### Extracted entries
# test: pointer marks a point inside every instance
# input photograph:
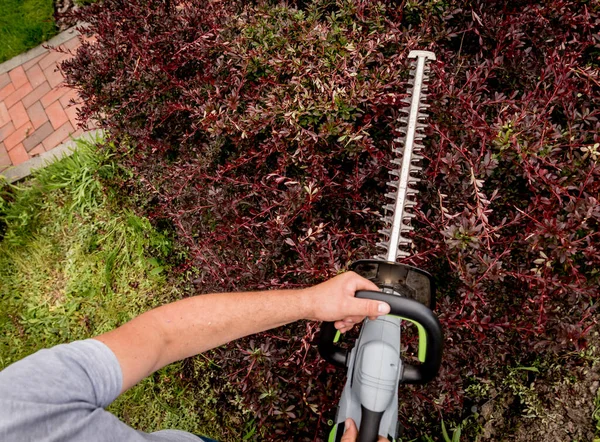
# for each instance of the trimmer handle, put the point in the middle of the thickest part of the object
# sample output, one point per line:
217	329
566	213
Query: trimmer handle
430	332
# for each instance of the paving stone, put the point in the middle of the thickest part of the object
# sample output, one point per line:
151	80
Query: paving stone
18	77
6	91
53	95
34	61
51	59
37	114
18	136
18	154
38	136
4	80
18	94
38	150
54	76
65	100
58	136
36	75
4	115
56	114
4	158
18	114
36	94
6	130
71	112
72	44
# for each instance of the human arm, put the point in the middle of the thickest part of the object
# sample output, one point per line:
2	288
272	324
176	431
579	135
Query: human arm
191	326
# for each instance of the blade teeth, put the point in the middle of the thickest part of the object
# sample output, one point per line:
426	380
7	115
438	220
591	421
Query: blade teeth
404	241
384	232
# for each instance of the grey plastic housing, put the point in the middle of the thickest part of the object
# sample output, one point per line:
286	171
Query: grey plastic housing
374	371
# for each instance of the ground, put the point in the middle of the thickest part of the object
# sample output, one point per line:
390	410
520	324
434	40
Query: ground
24	24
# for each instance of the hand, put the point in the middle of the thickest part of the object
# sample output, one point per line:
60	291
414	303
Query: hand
334	300
351	433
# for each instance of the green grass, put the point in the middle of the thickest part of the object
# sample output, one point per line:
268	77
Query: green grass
24	24
75	263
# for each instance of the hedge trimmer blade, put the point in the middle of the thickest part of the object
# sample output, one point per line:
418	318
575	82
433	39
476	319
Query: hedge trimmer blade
397	214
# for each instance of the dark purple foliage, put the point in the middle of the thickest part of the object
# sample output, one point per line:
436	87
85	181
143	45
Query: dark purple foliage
262	135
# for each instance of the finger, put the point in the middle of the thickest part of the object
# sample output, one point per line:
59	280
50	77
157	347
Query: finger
351	432
360	283
368	307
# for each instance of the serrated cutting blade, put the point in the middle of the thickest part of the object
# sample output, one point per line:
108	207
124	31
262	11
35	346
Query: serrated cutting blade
396	219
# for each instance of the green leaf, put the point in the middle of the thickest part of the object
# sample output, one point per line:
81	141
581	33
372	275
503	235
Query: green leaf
445	433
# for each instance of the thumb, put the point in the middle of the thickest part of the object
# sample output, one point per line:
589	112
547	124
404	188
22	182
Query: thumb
368	307
351	432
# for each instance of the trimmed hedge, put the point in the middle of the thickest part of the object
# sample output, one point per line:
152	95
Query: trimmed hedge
262	134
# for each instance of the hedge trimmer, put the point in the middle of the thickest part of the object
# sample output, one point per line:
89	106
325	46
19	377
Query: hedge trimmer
374	366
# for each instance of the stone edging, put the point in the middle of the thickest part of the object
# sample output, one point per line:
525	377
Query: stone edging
57	40
23	170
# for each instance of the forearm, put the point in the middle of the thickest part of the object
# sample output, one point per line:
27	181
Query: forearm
191	326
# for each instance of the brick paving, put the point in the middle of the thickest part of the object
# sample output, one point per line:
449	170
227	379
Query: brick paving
37	112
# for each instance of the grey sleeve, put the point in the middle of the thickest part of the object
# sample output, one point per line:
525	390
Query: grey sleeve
59	394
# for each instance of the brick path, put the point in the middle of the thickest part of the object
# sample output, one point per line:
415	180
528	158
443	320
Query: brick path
37	112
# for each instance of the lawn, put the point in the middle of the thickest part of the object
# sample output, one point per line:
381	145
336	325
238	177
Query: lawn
24	24
73	264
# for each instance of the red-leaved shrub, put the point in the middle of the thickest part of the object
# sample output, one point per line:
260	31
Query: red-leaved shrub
262	134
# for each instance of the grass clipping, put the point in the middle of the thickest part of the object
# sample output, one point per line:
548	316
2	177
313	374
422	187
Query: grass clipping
73	264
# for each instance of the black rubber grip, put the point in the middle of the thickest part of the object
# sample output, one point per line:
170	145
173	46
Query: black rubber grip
414	310
369	425
406	308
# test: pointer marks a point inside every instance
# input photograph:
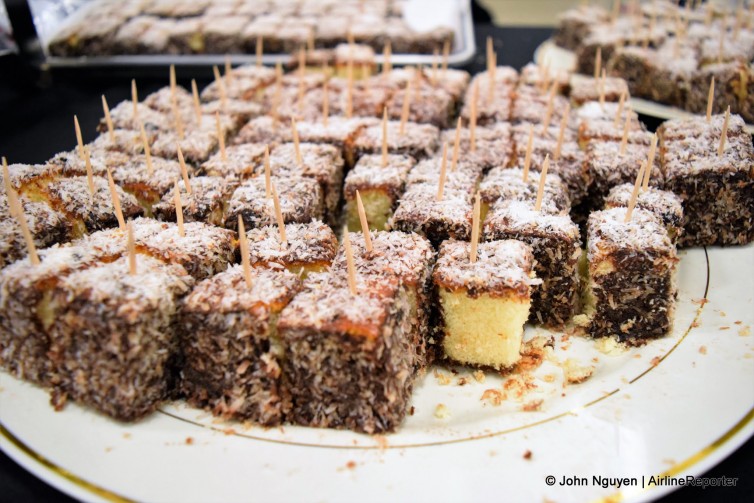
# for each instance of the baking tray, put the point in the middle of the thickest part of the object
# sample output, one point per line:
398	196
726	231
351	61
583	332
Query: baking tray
463	50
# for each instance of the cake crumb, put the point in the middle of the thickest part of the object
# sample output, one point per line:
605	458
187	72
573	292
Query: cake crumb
532	405
442	378
495	397
575	373
610	346
441	411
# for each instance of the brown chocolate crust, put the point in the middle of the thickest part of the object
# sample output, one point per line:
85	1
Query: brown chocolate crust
229	344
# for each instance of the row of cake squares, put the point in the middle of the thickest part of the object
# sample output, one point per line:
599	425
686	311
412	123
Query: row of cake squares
204	28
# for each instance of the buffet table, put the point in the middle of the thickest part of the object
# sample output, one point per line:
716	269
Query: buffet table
36	104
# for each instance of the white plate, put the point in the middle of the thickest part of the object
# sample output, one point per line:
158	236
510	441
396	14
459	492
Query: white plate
676	406
560	58
419	13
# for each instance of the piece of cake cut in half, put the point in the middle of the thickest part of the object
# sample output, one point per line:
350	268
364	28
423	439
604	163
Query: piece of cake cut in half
484	304
205	203
630	288
230	344
301	201
379	186
717	190
123	364
309	247
409	258
25	314
349	358
556	246
667	206
89	212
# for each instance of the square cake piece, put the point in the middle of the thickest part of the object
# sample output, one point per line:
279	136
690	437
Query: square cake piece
717	190
349	358
231	347
309	247
556	246
667	206
630	287
379	186
301	201
124	364
484	304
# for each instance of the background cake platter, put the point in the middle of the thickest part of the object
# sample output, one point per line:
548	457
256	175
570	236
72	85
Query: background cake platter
560	58
674	407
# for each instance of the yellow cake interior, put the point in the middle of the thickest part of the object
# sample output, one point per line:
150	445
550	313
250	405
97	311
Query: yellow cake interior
485	330
377	206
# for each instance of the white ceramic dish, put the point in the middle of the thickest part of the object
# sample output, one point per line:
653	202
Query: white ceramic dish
564	59
419	13
674	407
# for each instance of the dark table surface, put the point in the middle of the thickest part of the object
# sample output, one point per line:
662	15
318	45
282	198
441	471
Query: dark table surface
37	109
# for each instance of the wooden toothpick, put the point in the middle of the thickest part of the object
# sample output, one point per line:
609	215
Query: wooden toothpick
405	109
710	98
135	99
108	120
527	157
650	161
624	139
220	87
635	193
472	119
243	244
542	178
178	209
349	262
598	63
197	104
131	250
443	171
279	215
724	134
475	227
184	169
260	50
220	137
384	137
561	133
296	144
364	223
456	145
147	150
116	201
267	177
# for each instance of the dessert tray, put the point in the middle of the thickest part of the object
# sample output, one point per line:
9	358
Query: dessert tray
564	59
670	409
421	14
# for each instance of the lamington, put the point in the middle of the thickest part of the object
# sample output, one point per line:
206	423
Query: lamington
231	347
556	247
301	201
379	186
309	247
85	211
484	304
717	190
667	206
206	202
630	288
124	364
350	358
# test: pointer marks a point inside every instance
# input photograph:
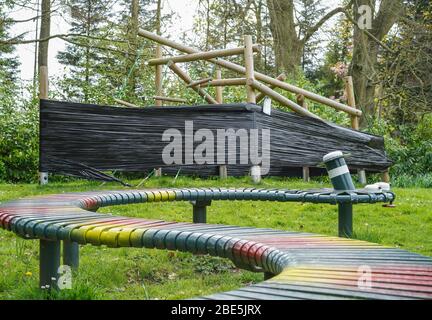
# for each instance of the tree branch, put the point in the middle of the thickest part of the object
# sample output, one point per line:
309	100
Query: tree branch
370	35
16	41
311	31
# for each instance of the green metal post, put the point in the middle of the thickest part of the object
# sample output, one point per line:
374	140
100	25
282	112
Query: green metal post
200	211
345	211
341	179
71	254
268	276
49	263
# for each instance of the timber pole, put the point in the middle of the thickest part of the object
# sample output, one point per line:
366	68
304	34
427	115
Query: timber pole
259	76
349	89
301	101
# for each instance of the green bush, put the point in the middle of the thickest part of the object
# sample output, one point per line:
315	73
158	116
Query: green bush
19	144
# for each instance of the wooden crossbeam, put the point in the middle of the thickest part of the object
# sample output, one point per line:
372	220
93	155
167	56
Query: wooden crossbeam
225	82
199	82
125	103
261	96
259	76
169	99
281	99
201	55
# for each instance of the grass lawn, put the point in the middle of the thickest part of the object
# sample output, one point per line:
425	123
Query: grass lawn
149	274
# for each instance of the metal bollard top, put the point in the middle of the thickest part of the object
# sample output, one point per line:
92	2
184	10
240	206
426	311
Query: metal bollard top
333	156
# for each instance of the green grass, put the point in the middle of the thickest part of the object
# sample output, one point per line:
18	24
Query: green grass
149	274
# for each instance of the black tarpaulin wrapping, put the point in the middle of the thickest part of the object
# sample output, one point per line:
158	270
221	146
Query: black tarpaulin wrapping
129	139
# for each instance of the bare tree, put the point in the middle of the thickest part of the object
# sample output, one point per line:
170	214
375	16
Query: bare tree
289	43
367	44
45	31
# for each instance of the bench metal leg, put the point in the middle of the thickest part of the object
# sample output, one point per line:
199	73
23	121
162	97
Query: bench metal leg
49	263
71	254
200	211
345	220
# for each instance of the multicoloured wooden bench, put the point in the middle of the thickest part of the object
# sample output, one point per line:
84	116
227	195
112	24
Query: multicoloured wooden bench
297	265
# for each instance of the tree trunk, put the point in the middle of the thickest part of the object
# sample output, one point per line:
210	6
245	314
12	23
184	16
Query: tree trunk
133	47
366	50
288	48
45	30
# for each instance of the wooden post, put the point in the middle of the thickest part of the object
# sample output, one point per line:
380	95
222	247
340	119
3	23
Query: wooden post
43	94
219	90
259	76
250	70
386	177
349	89
261	96
250	91
223	169
158	78
301	101
185	77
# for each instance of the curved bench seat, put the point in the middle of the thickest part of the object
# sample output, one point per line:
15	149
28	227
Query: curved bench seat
306	266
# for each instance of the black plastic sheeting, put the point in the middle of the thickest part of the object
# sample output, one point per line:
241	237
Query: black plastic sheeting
83	139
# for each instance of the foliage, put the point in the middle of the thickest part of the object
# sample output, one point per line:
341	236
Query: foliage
19	143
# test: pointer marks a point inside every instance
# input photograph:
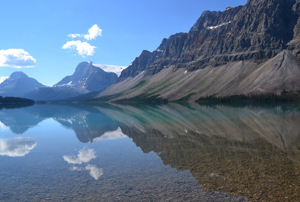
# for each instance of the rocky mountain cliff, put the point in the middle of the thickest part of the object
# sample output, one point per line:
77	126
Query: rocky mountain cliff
237	51
18	84
86	78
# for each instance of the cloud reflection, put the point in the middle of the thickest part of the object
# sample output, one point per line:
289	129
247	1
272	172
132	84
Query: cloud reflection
111	135
95	172
3	126
16	147
83	157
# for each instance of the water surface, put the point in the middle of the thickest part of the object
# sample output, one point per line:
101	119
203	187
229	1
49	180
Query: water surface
149	153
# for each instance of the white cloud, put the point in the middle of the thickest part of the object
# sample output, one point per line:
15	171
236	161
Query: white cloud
83	48
17	58
75	35
16	147
94	31
111	68
95	172
3	78
84	156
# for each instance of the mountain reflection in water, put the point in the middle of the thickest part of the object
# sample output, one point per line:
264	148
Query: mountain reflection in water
248	151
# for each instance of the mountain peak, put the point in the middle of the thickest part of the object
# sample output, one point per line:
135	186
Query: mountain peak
18	75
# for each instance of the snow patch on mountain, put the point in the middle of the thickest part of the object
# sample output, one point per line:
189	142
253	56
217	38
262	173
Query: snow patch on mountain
220	25
111	68
3	78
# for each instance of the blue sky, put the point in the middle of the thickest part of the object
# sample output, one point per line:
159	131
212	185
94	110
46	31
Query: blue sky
34	32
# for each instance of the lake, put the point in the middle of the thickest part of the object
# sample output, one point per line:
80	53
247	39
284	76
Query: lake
150	153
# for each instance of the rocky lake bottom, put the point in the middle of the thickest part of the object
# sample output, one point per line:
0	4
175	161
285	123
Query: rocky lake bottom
150	153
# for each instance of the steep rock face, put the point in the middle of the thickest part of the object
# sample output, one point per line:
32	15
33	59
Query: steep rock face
18	84
257	31
146	59
86	78
243	50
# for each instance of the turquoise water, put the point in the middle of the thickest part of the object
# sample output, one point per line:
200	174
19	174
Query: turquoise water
149	153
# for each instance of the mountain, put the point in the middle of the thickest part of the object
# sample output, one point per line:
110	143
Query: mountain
18	84
250	49
86	78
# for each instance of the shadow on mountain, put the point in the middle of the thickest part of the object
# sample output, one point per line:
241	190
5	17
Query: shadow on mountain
250	151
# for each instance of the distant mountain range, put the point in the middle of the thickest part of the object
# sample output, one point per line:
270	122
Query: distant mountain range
86	78
18	84
250	49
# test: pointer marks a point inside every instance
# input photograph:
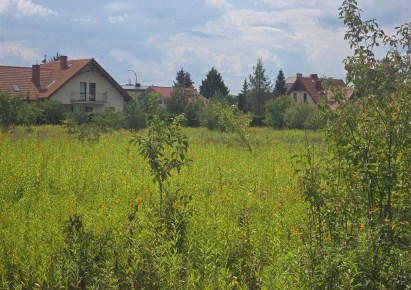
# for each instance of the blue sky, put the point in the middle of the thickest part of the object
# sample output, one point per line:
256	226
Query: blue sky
157	38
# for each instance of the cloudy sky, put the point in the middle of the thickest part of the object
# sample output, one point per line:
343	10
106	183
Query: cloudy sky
157	38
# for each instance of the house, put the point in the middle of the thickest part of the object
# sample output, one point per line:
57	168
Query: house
78	82
134	90
307	88
165	93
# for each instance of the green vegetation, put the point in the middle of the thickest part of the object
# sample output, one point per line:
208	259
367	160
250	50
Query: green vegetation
85	215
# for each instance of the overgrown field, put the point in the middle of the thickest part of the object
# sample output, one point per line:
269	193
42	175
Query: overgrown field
85	215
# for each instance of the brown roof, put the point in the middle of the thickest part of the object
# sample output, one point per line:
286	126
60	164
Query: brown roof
313	85
53	76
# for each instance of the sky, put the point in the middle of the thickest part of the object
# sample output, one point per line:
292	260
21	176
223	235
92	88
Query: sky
158	38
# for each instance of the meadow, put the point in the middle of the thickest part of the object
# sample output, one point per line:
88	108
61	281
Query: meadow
77	214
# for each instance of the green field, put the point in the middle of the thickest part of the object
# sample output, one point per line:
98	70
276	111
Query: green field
85	215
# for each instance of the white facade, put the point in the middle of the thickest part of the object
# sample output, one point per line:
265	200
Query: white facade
106	95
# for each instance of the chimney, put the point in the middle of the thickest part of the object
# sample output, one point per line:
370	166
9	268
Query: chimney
35	74
314	76
63	62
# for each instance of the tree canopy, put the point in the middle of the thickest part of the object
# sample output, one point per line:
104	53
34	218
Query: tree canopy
212	84
183	79
260	88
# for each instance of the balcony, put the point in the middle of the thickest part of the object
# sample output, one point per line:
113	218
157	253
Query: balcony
77	98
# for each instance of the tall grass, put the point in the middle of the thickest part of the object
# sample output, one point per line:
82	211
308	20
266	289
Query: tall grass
83	215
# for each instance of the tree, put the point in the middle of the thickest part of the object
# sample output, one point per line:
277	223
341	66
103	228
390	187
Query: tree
10	107
134	115
52	112
358	191
279	88
243	96
260	87
212	84
183	79
178	101
275	111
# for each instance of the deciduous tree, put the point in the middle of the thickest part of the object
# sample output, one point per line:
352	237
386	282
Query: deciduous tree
260	87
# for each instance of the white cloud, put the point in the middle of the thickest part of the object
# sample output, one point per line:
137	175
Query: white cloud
120	6
5	6
11	49
24	8
84	20
118	19
220	4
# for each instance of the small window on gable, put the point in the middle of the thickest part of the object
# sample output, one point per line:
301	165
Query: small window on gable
15	87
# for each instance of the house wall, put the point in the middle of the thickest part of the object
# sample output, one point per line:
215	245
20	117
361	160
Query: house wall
103	86
300	97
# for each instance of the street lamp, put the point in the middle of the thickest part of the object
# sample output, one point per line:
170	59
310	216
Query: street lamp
135	84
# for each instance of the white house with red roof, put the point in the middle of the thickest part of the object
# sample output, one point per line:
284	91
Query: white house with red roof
307	89
79	82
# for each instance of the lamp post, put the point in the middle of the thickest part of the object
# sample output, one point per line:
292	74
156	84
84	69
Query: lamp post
135	84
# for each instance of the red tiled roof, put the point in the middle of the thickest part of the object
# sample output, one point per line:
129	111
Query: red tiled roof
52	78
313	86
163	91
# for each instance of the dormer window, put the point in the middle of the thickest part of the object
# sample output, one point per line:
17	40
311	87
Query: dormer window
15	87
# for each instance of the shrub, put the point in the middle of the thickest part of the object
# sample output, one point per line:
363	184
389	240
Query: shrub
52	112
275	111
134	115
10	107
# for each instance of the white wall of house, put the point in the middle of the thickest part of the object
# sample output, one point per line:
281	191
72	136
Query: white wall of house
298	96
106	95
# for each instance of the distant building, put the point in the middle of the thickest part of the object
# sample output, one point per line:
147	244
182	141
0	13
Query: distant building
134	90
306	89
78	82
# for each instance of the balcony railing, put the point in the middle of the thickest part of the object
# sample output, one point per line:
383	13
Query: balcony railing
84	99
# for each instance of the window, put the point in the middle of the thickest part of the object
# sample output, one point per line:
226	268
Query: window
92	91
83	91
15	87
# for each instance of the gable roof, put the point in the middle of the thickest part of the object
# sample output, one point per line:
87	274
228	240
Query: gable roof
53	76
312	85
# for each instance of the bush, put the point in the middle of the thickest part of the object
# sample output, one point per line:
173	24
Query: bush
303	116
275	111
134	115
10	107
52	112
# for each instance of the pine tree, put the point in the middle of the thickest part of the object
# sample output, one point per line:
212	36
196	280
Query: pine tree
183	79
213	84
242	97
279	88
260	87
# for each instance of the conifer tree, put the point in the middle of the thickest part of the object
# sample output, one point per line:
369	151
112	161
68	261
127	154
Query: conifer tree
242	97
279	88
213	84
260	87
183	79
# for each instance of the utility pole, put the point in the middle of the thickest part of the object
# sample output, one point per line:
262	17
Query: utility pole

### Given task
Using the material above, reproduce exactly the line that contains "# for each instance of the window, put" and all lines after it through the last one, and only those.

### Written response
# for each instance of the window, put the point in the middle of the thickest part of the object
# sample output, one point per line:
226	268
Query: window
92	91
83	91
15	87
# for each instance of the gable roof, put the point in the middle of the thickest part of the object
# sample output, one point per line:
87	274
228	240
Query: gable roof
53	76
312	85
# for each instance of the bush, put the point in the middle of the thickest part of the object
# sample output, one point per line:
173	24
Query: bush
303	116
275	111
134	115
10	107
52	112
# for each instance of the pine tree, put the point in the middle of the thickest part of the object
# sample output, one point per line:
212	36
196	280
Query: pine tree
183	79
213	84
242	97
279	88
260	87
# for each instance of the conifer tree, put the point in the middle of the thickest part of the object
# sample output, one point per line:
369	151
112	161
68	261
127	154
Query: conifer tree
242	97
279	88
213	84
260	87
183	79
# for each instance of the utility pole, put the point in the middle of the thickest part of the object
# sample output, one point per line:
262	17
Query: utility pole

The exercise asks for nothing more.